**Your task**
Reproduce the rows below word for word, starting at the very first row and ending at the line that contains "<point>544,364</point>", with both ends included. Leave the pictures out of your copy.

## START The data

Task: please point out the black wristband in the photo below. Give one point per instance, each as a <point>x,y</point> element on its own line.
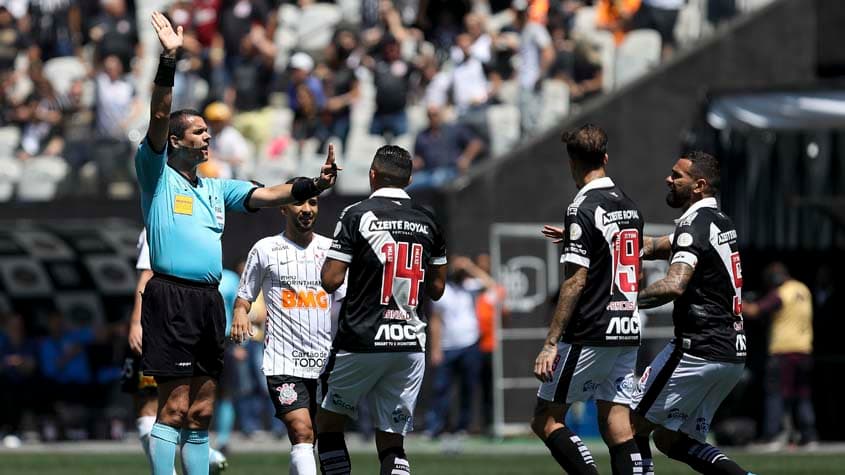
<point>166,71</point>
<point>303,189</point>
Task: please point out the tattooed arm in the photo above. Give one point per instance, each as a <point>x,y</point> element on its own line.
<point>668,288</point>
<point>656,247</point>
<point>570,292</point>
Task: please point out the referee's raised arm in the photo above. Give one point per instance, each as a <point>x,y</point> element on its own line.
<point>162,95</point>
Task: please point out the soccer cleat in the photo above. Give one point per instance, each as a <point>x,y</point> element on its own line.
<point>216,461</point>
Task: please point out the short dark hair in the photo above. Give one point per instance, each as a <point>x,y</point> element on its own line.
<point>393,166</point>
<point>586,144</point>
<point>704,166</point>
<point>179,122</point>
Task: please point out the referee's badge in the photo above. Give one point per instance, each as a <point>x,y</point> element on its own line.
<point>287,394</point>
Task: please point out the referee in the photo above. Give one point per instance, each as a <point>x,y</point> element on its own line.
<point>183,318</point>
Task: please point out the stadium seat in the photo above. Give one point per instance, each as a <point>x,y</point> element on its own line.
<point>40,178</point>
<point>10,137</point>
<point>636,55</point>
<point>10,173</point>
<point>504,120</point>
<point>61,72</point>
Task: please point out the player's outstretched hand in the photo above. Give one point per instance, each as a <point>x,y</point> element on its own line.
<point>170,40</point>
<point>554,233</point>
<point>328,172</point>
<point>241,328</point>
<point>135,337</point>
<point>544,364</point>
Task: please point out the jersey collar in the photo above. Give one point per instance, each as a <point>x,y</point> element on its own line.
<point>704,203</point>
<point>389,192</point>
<point>603,182</point>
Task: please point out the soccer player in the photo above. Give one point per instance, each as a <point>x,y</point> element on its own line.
<point>299,325</point>
<point>394,250</point>
<point>183,317</point>
<point>143,388</point>
<point>591,347</point>
<point>684,385</point>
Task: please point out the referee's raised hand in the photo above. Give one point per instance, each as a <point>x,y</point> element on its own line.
<point>170,40</point>
<point>328,172</point>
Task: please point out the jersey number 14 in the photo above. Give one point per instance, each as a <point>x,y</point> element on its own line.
<point>398,266</point>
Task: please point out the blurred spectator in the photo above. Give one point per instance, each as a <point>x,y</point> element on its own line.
<point>789,307</point>
<point>615,16</point>
<point>229,149</point>
<point>341,86</point>
<point>442,152</point>
<point>17,375</point>
<point>489,305</point>
<point>56,27</point>
<point>535,56</point>
<point>117,108</point>
<point>660,15</point>
<point>114,32</point>
<point>454,344</point>
<point>392,81</point>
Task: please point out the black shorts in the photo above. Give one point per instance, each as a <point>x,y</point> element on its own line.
<point>184,327</point>
<point>133,381</point>
<point>289,393</point>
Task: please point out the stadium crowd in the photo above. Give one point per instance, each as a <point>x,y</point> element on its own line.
<point>277,80</point>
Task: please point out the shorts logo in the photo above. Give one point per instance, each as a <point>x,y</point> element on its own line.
<point>400,416</point>
<point>287,394</point>
<point>305,299</point>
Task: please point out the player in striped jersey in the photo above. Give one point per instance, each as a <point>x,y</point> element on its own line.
<point>286,267</point>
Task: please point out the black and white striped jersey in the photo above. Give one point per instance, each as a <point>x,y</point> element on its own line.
<point>708,316</point>
<point>604,234</point>
<point>389,243</point>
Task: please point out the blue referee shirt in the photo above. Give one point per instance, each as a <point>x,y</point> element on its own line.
<point>185,220</point>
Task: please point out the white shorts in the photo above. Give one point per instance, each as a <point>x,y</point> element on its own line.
<point>681,392</point>
<point>390,380</point>
<point>605,373</point>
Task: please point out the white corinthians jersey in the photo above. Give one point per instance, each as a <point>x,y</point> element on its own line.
<point>299,325</point>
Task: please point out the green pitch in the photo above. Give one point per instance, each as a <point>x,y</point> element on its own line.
<point>492,464</point>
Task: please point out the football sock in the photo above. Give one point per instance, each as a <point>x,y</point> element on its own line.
<point>224,417</point>
<point>394,462</point>
<point>570,452</point>
<point>334,458</point>
<point>163,440</point>
<point>194,444</point>
<point>145,425</point>
<point>625,459</point>
<point>302,460</point>
<point>644,446</point>
<point>704,458</point>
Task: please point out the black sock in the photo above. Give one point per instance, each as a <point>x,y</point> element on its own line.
<point>394,462</point>
<point>334,458</point>
<point>704,458</point>
<point>571,453</point>
<point>625,459</point>
<point>644,446</point>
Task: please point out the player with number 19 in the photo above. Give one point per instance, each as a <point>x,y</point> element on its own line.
<point>591,347</point>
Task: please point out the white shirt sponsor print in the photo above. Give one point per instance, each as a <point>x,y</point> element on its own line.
<point>299,328</point>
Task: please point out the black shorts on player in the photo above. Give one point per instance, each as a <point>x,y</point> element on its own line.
<point>290,393</point>
<point>184,328</point>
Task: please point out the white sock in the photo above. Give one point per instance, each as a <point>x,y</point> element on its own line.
<point>302,460</point>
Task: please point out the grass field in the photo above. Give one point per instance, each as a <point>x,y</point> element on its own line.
<point>492,464</point>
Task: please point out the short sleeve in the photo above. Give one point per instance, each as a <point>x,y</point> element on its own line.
<point>236,194</point>
<point>688,244</point>
<point>345,234</point>
<point>578,242</point>
<point>149,166</point>
<point>143,262</point>
<point>252,277</point>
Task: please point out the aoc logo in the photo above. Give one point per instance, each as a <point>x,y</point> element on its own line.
<point>305,299</point>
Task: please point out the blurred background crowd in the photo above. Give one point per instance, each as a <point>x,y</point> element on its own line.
<point>456,82</point>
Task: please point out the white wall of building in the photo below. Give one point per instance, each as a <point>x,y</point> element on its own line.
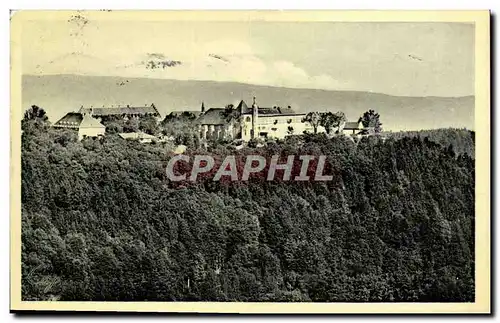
<point>91,132</point>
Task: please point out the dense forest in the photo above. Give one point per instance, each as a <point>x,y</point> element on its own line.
<point>101,222</point>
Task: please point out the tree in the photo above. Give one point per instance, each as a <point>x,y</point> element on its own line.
<point>371,119</point>
<point>314,118</point>
<point>330,120</point>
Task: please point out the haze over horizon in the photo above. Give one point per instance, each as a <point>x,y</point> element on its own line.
<point>402,59</point>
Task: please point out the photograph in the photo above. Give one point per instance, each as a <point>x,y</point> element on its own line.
<point>250,161</point>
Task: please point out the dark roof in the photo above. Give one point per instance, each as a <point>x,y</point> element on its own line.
<point>243,107</point>
<point>77,120</point>
<point>352,125</point>
<point>70,120</point>
<point>213,116</point>
<point>128,110</point>
<point>89,122</point>
<point>195,113</point>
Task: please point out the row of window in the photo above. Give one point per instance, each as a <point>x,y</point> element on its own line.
<point>276,121</point>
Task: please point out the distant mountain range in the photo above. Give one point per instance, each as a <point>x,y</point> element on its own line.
<point>59,94</point>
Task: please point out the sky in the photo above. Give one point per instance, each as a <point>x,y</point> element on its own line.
<point>404,59</point>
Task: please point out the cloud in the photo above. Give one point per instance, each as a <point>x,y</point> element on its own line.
<point>240,63</point>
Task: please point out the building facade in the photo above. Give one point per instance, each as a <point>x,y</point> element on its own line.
<point>84,124</point>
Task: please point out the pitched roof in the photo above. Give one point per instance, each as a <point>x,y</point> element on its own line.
<point>89,122</point>
<point>70,120</point>
<point>213,116</point>
<point>243,107</point>
<point>128,110</point>
<point>352,125</point>
<point>194,112</point>
<point>277,111</point>
<point>78,120</point>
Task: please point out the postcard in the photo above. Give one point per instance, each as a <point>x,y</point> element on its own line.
<point>282,162</point>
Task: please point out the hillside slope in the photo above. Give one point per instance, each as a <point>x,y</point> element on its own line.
<point>59,94</point>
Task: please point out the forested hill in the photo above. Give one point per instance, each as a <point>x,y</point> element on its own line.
<point>100,221</point>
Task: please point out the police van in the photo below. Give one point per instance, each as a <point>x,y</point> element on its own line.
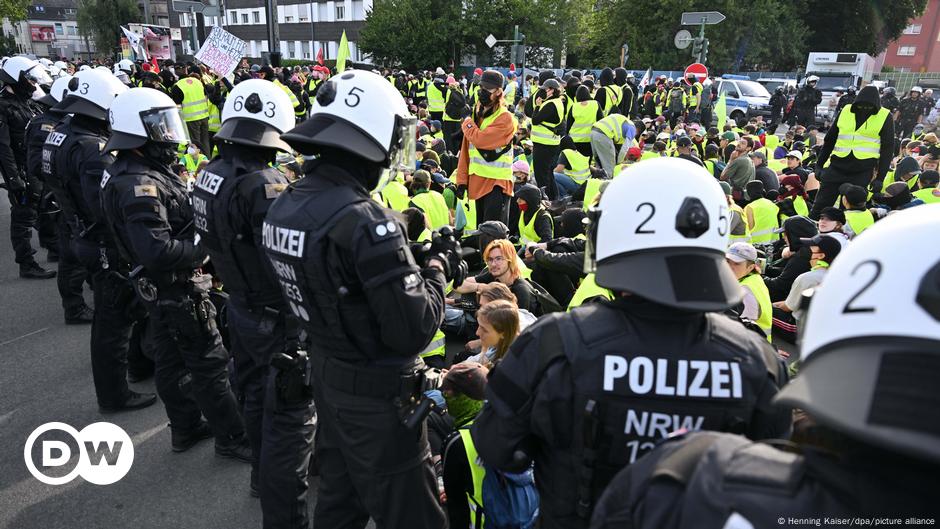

## END The data

**Answer to the exercise**
Task: please point out the black wristband in the photo below. Give one point per instance, each as a <point>x,y</point> element on its own line.
<point>166,71</point>
<point>303,189</point>
Task: please point out the tattooed arm in the photo above. Give one point per instance, each as a <point>x,y</point> element on its own line.
<point>668,288</point>
<point>656,247</point>
<point>570,292</point>
Task: please point out the referee's raised arm in the photo above. Give one point per instance, each as a <point>x,y</point> element on its own line.
<point>162,95</point>
Task: please point out the soccer cleat in the photo above. Give one point per instance, each as a <point>x,y</point> element on its own line.
<point>216,461</point>
Task: please point out the short dark hair in the photo above. Give one point per instance, each as a <point>x,y</point> element on its own line.
<point>393,166</point>
<point>586,144</point>
<point>704,166</point>
<point>179,122</point>
Task: please point out the referee's badge in the photo above. Give one point per instance, each as a <point>x,y</point> element on its own line.
<point>287,394</point>
Task: please point out the referee in the photo above. Give one point per instance, each as a <point>x,y</point> element on its own line.
<point>183,318</point>
Task: please point out the stadium seat in the photo above. Give one point per instance, each as a <point>x,y</point> element on its own line.
<point>40,178</point>
<point>10,137</point>
<point>636,55</point>
<point>10,173</point>
<point>504,120</point>
<point>61,72</point>
Task: please point out the player's outstretched hand in the photo above. Give one point per instance, each as a <point>x,y</point> element on its own line.
<point>170,40</point>
<point>554,233</point>
<point>328,172</point>
<point>241,328</point>
<point>135,337</point>
<point>544,364</point>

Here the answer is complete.